───── Source material
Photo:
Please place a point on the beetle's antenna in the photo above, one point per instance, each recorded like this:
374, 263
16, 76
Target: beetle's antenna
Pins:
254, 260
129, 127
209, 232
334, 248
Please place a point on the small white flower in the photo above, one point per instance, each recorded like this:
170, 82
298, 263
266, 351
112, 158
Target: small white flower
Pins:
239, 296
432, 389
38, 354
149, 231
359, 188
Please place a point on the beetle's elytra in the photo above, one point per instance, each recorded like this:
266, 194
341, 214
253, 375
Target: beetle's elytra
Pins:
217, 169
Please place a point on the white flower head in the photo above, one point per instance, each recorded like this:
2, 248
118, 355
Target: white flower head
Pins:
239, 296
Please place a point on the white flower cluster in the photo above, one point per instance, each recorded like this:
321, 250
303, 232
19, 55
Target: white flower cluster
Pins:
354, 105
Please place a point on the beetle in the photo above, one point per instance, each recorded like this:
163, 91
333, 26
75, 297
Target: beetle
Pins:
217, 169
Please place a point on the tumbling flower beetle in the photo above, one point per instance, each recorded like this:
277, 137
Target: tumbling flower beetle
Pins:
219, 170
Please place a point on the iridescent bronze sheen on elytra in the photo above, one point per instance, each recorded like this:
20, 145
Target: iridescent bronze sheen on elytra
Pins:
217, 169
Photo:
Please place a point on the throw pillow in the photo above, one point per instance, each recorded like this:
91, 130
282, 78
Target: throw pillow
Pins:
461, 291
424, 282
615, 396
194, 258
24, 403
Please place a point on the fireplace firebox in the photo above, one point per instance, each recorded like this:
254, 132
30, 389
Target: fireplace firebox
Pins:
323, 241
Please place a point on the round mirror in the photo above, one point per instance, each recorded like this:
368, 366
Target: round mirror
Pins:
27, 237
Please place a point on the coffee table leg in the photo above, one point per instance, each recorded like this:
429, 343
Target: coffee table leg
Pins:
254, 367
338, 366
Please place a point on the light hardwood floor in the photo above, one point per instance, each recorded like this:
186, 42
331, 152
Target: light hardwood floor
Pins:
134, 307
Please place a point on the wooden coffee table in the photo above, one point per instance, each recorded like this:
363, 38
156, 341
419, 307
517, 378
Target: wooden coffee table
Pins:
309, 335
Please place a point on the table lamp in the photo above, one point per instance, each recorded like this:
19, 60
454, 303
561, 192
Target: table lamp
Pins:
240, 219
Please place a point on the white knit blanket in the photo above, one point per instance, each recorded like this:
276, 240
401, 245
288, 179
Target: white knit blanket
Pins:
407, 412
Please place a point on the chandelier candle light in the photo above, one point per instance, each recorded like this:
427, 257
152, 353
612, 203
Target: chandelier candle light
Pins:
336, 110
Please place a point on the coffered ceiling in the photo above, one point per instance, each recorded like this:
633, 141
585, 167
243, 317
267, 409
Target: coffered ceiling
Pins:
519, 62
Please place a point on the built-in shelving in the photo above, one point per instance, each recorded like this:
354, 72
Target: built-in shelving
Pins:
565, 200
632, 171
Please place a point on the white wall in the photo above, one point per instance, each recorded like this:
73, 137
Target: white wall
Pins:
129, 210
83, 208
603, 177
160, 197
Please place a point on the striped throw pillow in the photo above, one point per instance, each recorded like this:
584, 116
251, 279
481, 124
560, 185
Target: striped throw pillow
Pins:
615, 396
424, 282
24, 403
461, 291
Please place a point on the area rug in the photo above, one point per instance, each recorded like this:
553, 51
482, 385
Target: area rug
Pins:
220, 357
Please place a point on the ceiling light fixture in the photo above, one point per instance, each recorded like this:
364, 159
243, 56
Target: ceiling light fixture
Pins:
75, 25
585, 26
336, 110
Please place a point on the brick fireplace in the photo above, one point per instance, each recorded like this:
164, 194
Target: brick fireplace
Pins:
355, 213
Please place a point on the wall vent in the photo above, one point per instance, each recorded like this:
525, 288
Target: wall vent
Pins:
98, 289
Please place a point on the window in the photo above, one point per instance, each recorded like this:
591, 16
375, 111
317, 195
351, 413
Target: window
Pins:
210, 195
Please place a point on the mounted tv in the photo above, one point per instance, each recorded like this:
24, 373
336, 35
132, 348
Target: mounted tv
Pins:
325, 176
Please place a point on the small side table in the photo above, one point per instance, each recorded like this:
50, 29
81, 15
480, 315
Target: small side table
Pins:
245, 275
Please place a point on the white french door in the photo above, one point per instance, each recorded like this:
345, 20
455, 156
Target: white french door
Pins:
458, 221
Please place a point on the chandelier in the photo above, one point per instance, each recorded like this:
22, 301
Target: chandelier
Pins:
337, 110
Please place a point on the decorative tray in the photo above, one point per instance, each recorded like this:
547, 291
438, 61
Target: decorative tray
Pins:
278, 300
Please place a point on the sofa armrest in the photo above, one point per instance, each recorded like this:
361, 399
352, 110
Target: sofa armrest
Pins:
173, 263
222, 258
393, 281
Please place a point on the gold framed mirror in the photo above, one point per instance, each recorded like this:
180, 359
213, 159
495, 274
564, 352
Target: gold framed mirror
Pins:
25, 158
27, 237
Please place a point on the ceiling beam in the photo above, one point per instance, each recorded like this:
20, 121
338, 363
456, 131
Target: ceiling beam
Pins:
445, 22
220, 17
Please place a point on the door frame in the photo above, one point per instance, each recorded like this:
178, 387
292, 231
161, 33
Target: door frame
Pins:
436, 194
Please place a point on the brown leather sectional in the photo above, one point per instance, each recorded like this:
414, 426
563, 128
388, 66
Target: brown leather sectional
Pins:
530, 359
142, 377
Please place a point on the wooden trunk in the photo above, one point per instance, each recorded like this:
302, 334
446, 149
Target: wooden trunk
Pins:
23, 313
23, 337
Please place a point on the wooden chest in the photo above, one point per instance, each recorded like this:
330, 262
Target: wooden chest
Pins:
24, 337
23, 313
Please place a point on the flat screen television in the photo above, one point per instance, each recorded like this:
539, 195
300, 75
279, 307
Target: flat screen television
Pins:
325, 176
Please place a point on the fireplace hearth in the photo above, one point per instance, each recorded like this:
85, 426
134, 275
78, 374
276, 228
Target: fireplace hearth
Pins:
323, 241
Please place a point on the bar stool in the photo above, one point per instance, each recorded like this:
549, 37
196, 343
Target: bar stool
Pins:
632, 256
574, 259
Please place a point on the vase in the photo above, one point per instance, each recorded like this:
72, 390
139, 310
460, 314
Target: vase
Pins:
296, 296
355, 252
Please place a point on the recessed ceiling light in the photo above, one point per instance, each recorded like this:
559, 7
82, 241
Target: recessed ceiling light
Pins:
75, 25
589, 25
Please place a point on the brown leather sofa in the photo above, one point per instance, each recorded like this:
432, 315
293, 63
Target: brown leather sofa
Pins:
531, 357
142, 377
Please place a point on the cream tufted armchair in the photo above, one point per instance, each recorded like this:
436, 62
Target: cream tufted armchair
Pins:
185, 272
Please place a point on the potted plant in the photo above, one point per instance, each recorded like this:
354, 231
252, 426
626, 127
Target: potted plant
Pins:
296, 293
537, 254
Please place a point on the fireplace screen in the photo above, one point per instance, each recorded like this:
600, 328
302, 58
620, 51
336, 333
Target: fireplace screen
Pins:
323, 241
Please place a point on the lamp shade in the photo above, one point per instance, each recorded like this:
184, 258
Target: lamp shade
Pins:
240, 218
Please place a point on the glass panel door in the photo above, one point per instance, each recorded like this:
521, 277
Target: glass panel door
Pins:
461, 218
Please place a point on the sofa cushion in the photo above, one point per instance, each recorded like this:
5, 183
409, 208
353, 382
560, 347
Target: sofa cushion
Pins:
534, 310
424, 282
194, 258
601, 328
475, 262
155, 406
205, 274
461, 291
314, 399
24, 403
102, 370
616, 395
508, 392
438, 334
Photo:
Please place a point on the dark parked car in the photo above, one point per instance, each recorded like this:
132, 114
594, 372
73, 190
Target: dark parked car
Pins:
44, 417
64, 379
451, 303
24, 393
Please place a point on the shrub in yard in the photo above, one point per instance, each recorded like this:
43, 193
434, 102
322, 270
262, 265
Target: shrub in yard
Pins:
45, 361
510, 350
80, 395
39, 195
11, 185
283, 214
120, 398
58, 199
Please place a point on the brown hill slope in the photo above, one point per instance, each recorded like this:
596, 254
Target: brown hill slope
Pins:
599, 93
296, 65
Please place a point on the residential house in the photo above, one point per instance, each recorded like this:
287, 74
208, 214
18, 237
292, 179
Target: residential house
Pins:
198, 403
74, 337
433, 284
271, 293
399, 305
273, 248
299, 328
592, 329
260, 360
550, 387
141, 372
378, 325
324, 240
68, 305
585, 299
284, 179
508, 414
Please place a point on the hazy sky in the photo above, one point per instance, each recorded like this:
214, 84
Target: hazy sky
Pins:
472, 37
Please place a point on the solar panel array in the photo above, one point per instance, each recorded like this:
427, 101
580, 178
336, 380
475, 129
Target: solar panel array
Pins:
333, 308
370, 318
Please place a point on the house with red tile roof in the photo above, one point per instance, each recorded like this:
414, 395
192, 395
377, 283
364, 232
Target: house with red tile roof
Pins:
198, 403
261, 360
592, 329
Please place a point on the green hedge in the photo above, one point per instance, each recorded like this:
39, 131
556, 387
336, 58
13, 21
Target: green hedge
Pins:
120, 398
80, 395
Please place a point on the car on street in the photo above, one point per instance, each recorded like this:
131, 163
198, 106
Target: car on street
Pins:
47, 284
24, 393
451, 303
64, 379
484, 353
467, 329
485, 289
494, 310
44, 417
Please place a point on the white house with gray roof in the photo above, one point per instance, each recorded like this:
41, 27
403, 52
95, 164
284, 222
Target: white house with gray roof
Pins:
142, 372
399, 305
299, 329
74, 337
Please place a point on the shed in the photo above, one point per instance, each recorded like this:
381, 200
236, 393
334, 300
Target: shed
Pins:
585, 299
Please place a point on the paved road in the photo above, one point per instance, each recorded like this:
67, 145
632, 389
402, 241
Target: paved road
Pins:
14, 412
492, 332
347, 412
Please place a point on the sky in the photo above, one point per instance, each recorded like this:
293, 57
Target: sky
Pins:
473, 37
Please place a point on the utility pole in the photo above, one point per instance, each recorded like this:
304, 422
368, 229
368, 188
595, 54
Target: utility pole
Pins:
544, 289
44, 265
──────────
Task to complete |
Please write out the material word for word from its first line through the line holding "Target: small white flower", including both, and no line past it.

Exercise solution |
Photo:
Please place a point on the beetle's antenna in the photo above, one point per instance, each recorded like this:
374, 263
16, 76
Target: beetle's antenna
Pins:
254, 260
129, 127
209, 232
334, 248
Please place a point on the small white flower in the photo above, one point per instance, each recorded like this:
170, 82
298, 263
266, 351
112, 158
Target: small white flower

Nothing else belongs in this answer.